I have also included the code for the ability to download info into a pandas DataFrame or a csv file as below. The code will extract the total number of rows from the API, the followed by deciding how many loops will go thru to download. I have set the limit as 1000, because i tried some large number and realized if the number is too big, the download fails. On the safe side, I decided to use the limit of 1000. The below code is still part of the Dataset class.

    def dataset_download_csv(self, directory=None) -> pdDF:
        '''
        Parameters
        ----------
        directory : TYPE, optional
            folder / directory where the csv file will be saved to.

        Returns
        -------
        pdf : pandas Dataframe
            Function will produce a csv file in the directory with the 
            last updated date of the dataset together with the dataset name.

        '''
        if self.dataset_name == None or self.last_updated == None:
            dataset_name, last_updated, col_info = self.dataset_info(self.dataset_id)
        
        if directory==None:
            filepath = f"{self.last_updated} {self.dataset_name}.csv"
        else:
            filepath = f"{directory}/{self.last_updated} {self.dataset_name}.csv"
        
        self.csv_final_filepath = filepath
        
        if self.dataframe_data is None:
            self.dataframe_data = self.dataset_download_pdf()
            
        self.dataframe_data.to_csv(self.csv_final_filepath, index=False)
        print(f'{self.csv_final_filepath} downloaded')
        
        return self.dataframe_data
    
    def dataset_download_pdf(self) -> pdDF:
        '''
        Returns
        -------
        pdDF
            pd.DataFrame that contains everything
        '''
        print(f"Downloading from {self.url_download}")
        ini_json_content = requests.get(self.url_download).json()
        
        self.total_results = ini_json_content['result']['total']
        print(f'There are a total of {self.total_results} rows in this dataset')
        
        offset_start, offset_end, limit = self.dataset_download_counter()
        for x in range(offset_start, offset_end, limit):
            if x == 0:
                offset_limit_str = f"&limit={limit}"
            elif x > 0:
                offset_limit_str = f"&offset={x}&limit={limit}"

Dataset entries:
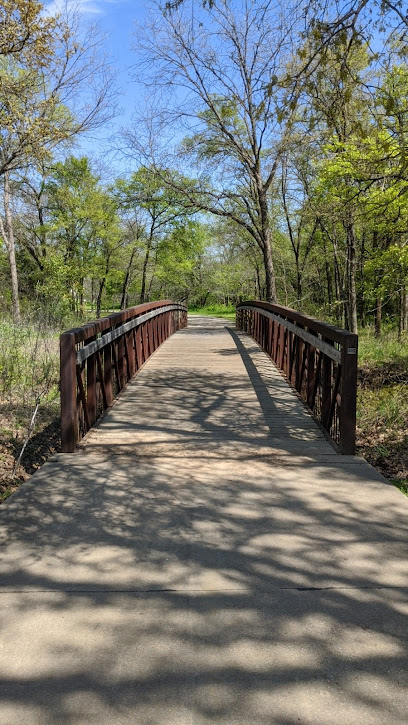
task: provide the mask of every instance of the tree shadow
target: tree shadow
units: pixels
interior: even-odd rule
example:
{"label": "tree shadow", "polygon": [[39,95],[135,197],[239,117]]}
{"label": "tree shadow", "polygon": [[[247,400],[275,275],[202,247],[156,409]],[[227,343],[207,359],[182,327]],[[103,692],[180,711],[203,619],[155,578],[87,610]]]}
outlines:
{"label": "tree shadow", "polygon": [[404,722],[408,500],[260,368],[146,366],[0,512],[7,725]]}

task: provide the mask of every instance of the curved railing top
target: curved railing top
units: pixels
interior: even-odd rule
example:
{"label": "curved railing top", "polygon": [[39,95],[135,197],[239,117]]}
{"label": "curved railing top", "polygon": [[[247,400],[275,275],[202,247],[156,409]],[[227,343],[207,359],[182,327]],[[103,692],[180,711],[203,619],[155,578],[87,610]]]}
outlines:
{"label": "curved railing top", "polygon": [[354,454],[358,336],[260,300],[237,305],[237,328],[272,357],[342,453]]}
{"label": "curved railing top", "polygon": [[160,300],[64,332],[61,355],[61,442],[72,452],[115,396],[173,332],[187,307]]}
{"label": "curved railing top", "polygon": [[[321,320],[317,320],[315,317],[310,317],[309,315],[304,315],[302,312],[293,310],[291,307],[284,307],[283,305],[278,305],[273,302],[247,300],[237,305],[237,310],[250,307],[257,307],[269,312],[274,312],[275,315],[280,315],[291,322],[296,322],[297,325],[303,325],[309,330],[313,330],[319,335],[322,335],[322,337],[328,337],[330,340],[337,342],[339,345],[343,345],[346,342],[346,339],[353,335],[353,333],[348,330],[344,330],[341,327],[336,327],[336,325],[331,325],[328,322],[322,322]],[[357,339],[357,335],[354,336]]]}
{"label": "curved railing top", "polygon": [[[101,317],[98,320],[87,322],[81,327],[73,327],[71,330],[67,330],[64,334],[74,335],[75,343],[84,342],[100,332],[105,332],[105,330],[133,319],[133,317],[143,315],[145,312],[157,310],[160,307],[166,307],[171,304],[175,303],[173,303],[172,300],[160,300],[159,302],[146,302],[141,305],[135,305],[134,307],[128,307],[126,310],[114,312],[112,315],[108,315],[107,317]],[[184,306],[180,305],[180,307]]]}

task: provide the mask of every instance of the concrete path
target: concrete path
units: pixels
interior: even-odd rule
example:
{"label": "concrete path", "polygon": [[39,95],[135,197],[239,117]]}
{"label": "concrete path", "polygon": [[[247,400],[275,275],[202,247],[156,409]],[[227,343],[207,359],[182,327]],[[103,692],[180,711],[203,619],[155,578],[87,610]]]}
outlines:
{"label": "concrete path", "polygon": [[408,723],[408,498],[222,321],[1,518],[1,725]]}

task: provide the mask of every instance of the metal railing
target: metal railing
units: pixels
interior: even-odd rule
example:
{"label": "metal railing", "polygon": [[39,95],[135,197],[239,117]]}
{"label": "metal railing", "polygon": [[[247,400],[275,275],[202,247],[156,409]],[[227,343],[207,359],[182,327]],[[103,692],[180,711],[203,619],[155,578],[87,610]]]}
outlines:
{"label": "metal railing", "polygon": [[75,450],[150,355],[186,325],[187,307],[163,300],[130,307],[61,335],[63,452]]}
{"label": "metal railing", "polygon": [[285,374],[340,451],[353,455],[358,336],[257,300],[238,305],[236,320]]}

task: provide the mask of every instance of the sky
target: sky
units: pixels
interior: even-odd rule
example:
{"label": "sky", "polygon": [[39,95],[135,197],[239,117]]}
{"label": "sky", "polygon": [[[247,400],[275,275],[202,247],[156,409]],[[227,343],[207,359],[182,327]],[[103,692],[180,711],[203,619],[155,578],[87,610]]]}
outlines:
{"label": "sky", "polygon": [[[47,13],[53,14],[58,10],[58,0],[44,5]],[[143,24],[146,17],[146,3],[143,0],[73,0],[72,6],[80,10],[85,22],[96,23],[106,36],[105,51],[112,59],[113,68],[118,71],[117,85],[120,93],[117,117],[106,127],[82,137],[74,153],[93,157],[97,161],[102,160],[102,166],[104,161],[113,175],[122,174],[126,170],[126,164],[113,151],[110,139],[119,134],[121,128],[131,125],[140,93],[132,80],[131,66],[135,62],[135,54],[131,46],[136,24]]]}

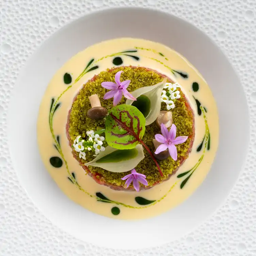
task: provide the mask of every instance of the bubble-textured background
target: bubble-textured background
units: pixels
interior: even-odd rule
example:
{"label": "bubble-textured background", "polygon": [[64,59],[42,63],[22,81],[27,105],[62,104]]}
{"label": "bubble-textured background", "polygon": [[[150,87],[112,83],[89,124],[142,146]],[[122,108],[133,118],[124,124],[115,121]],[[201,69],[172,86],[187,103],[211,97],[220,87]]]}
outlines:
{"label": "bubble-textured background", "polygon": [[[206,33],[221,47],[239,76],[251,118],[251,143],[246,164],[225,204],[196,230],[180,240],[161,247],[136,251],[95,246],[78,240],[53,225],[19,184],[8,149],[15,145],[8,145],[6,139],[6,112],[11,92],[18,85],[17,76],[28,58],[71,20],[91,12],[118,6],[162,10],[182,17]],[[255,256],[256,18],[255,0],[1,1],[0,256]],[[234,107],[239,108],[239,102]],[[236,145],[235,139],[235,146],[239,146]],[[134,234],[130,242],[135,238],[140,239]]]}

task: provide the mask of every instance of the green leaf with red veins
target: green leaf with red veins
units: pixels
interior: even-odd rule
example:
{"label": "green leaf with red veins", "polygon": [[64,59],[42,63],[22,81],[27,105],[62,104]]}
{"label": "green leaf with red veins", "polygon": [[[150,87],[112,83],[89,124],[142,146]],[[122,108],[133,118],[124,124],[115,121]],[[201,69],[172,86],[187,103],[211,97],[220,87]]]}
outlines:
{"label": "green leaf with red veins", "polygon": [[135,107],[124,104],[113,108],[105,123],[108,144],[119,149],[134,148],[144,135],[145,123],[143,114]]}

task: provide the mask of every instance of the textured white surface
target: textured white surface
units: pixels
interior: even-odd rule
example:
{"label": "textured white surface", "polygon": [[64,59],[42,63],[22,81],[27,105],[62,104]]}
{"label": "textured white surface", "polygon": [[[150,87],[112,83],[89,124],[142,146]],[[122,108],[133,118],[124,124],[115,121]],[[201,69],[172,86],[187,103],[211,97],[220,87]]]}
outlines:
{"label": "textured white surface", "polygon": [[[33,205],[19,185],[6,139],[6,112],[11,91],[28,57],[70,20],[99,9],[125,6],[168,12],[194,24],[213,39],[243,81],[251,119],[251,142],[246,163],[224,205],[206,222],[180,240],[161,247],[136,251],[97,247],[78,241],[53,226]],[[0,3],[0,6],[1,256],[256,255],[255,0],[5,0]],[[239,102],[234,107],[239,107]]]}

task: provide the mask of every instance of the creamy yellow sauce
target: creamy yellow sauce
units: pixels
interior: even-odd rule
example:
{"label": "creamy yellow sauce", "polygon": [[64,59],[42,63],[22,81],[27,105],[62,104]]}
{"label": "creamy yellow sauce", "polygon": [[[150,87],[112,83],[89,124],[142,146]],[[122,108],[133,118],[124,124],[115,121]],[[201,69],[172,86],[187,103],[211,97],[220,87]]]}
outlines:
{"label": "creamy yellow sauce", "polygon": [[[138,56],[139,60],[121,53],[128,50],[137,50],[136,52],[128,54]],[[73,158],[66,135],[68,112],[74,97],[83,84],[95,74],[107,68],[116,66],[112,61],[117,56],[122,58],[123,62],[122,65],[148,67],[177,81],[181,85],[195,114],[195,135],[188,158],[169,180],[139,192],[115,191],[96,183],[86,175]],[[95,65],[98,65],[98,68],[81,77],[80,74],[92,59],[95,60],[87,70]],[[185,73],[188,77],[185,79],[172,70]],[[64,83],[63,80],[63,76],[67,73],[70,74],[72,78],[72,82],[67,84]],[[77,79],[80,76],[81,78]],[[75,82],[76,79],[78,81]],[[196,92],[192,90],[192,85],[194,82],[199,86]],[[52,124],[50,129],[50,126],[47,125],[49,123],[52,98],[54,99],[53,109],[59,103],[61,105],[54,112],[52,121],[50,121]],[[201,103],[202,113],[200,115],[198,114],[195,99]],[[52,111],[50,116],[52,117]],[[90,211],[122,219],[141,219],[154,216],[170,210],[187,198],[201,183],[210,168],[218,147],[219,132],[218,111],[214,99],[206,82],[195,67],[179,53],[163,45],[130,38],[114,39],[90,46],[73,57],[58,70],[49,83],[42,100],[37,129],[37,140],[42,160],[63,192],[71,199]],[[207,148],[209,138],[207,135],[202,150],[197,152],[197,149],[208,130],[210,134],[210,148],[208,150]],[[57,143],[57,135],[59,136],[60,153],[54,145]],[[62,159],[63,164],[61,167],[56,168],[51,164],[49,159],[53,156]],[[182,182],[192,171],[180,178],[177,176],[191,169],[200,159],[202,161],[181,189]],[[75,179],[72,173],[75,174]],[[108,203],[97,201],[99,198],[96,193],[98,192],[114,202]],[[140,205],[135,200],[138,196],[155,202]],[[111,209],[115,207],[120,210],[118,215],[114,215],[112,212]]]}

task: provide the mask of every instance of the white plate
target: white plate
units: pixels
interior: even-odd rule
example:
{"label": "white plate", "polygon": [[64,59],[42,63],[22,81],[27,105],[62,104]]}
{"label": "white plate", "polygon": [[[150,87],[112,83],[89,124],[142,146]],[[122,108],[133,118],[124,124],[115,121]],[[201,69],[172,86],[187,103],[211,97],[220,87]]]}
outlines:
{"label": "white plate", "polygon": [[[55,72],[87,46],[125,37],[158,42],[185,56],[208,82],[217,102],[220,119],[219,148],[202,185],[174,209],[151,219],[136,221],[97,215],[68,199],[45,169],[36,144],[39,105]],[[30,58],[20,75],[14,94],[8,132],[10,145],[16,145],[18,138],[18,154],[12,147],[10,150],[21,184],[54,224],[78,238],[99,245],[129,249],[156,246],[191,231],[223,202],[238,178],[247,151],[247,107],[239,79],[230,64],[198,29],[158,11],[110,9],[85,16],[65,26]],[[47,124],[46,129],[48,129]]]}

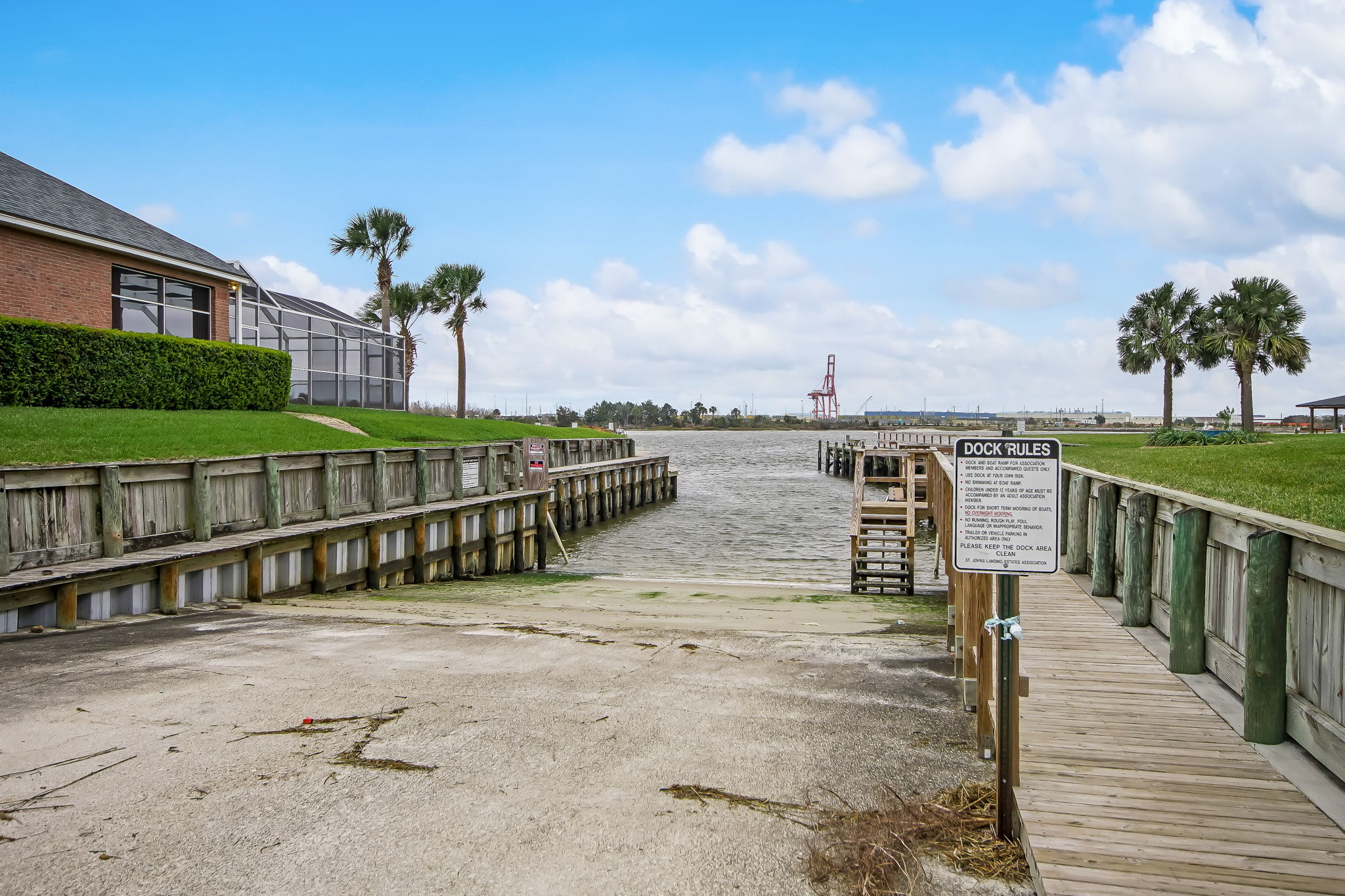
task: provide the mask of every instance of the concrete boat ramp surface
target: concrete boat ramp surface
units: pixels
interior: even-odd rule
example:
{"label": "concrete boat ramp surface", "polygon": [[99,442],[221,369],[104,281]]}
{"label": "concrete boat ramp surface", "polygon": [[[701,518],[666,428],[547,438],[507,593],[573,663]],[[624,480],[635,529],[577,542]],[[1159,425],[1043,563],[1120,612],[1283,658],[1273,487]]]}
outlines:
{"label": "concrete boat ramp surface", "polygon": [[660,789],[989,774],[942,635],[890,634],[928,606],[541,576],[295,604],[0,642],[0,892],[806,895],[807,829]]}

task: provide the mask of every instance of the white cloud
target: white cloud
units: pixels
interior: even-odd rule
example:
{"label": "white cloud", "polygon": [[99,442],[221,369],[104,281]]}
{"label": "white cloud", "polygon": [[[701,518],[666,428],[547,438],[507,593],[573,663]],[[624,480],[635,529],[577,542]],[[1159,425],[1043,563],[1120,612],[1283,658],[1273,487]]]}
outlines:
{"label": "white cloud", "polygon": [[880,230],[882,230],[882,224],[878,223],[877,218],[859,218],[850,224],[850,234],[853,236],[859,236],[861,239],[865,236],[873,236]]}
{"label": "white cloud", "polygon": [[299,262],[281,261],[274,255],[250,258],[242,265],[266,289],[327,302],[348,314],[356,313],[374,292],[358,286],[331,286]]}
{"label": "white cloud", "polygon": [[[1092,74],[1063,64],[1046,97],[1011,77],[962,97],[971,140],[933,150],[944,193],[1057,208],[1163,247],[1251,249],[1345,211],[1345,4],[1163,0]],[[1326,222],[1323,222],[1326,219]]]}
{"label": "white cloud", "polygon": [[179,220],[182,215],[168,203],[147,203],[136,207],[136,218],[161,227]]}
{"label": "white cloud", "polygon": [[776,105],[781,111],[802,111],[808,117],[808,129],[819,134],[839,133],[878,113],[872,99],[843,81],[826,81],[816,89],[788,85]]}
{"label": "white cloud", "polygon": [[1048,308],[1079,298],[1079,273],[1064,262],[1041,262],[1036,270],[1014,267],[1005,274],[952,279],[943,292],[950,298],[993,308]]}
{"label": "white cloud", "polygon": [[702,160],[712,189],[872,199],[907,192],[924,180],[924,169],[905,153],[901,128],[859,124],[876,110],[849,85],[827,81],[815,90],[788,86],[776,102],[804,113],[804,133],[761,146],[749,146],[736,134],[720,137]]}

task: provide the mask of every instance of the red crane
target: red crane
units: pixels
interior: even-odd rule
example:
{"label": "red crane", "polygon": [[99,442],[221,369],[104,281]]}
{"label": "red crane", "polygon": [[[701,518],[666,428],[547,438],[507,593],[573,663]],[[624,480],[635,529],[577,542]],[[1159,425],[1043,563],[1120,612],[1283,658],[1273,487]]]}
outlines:
{"label": "red crane", "polygon": [[808,392],[812,399],[812,416],[819,420],[837,419],[837,356],[827,355],[827,375],[822,386]]}

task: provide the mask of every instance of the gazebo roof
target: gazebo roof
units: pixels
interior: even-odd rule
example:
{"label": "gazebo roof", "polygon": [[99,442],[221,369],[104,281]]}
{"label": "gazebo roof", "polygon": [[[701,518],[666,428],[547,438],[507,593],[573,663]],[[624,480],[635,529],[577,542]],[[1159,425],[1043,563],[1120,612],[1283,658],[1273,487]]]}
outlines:
{"label": "gazebo roof", "polygon": [[1345,407],[1345,395],[1337,395],[1336,398],[1323,398],[1315,402],[1305,402],[1302,404],[1297,404],[1295,407],[1325,407],[1325,408]]}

To-do list:
1 – List every attribute of self, excluding methods, that the Dataset class download code reads or assigns.
2 – Write the next part of the Dataset class download code, picking up right after its last line.
The lines are not needed here.

Answers:
1 – dataset_name, last_updated, dataset_id, csv_final_filepath, dataframe_data, url_download, total_results

2 –
            loop_url = self.url_download + offset_limit_str
            loop_json_content = requests.get(loop_url).json()
            loop_record = loop_json_content['result']['records']
            loop_record_df = pd.DataFrame(loop_record)
            if x == offset_start:
                overall_loop_record_df = loop_record_df
            else:
                overall_loop_record_df = pd.concat([overall_loop_record_df, loop_record_df], axis=0, ignore_index=True)
            if x > (offset_end-limit):
                print(f"Processed {self.total_results} / {self.total_results} rows.")
            else:
                print(f"Processed {x+limit} / {self.total_results} rows.")
                
        self.dataframe_data = overall_loop_record_df
            
        return self.dataframe_data
    
    def dataset_download_counter(self) -> Tuple[int, int, int]:
        '''
        Returns
        -------
        Tuple[int, int, int]
            A range to feed the for loop in dataset_download_pdf that downloads the
            whole dataset.
        '''
        if int(self.total_results) <= 1000:
            offset_end = None
            limit = None
        elif int(self.total_results) > 1000:
            offset_end = int(self.total_results) + 1
            limit = 1000
        
        return (0, offset_end, limit)

Now that we have both the Collection class and Dataset class, we can create a wrapper function that will:

Check if the file has been downloaded. If downloaded, can choose to use back the old files, or can also re-download and overwrite.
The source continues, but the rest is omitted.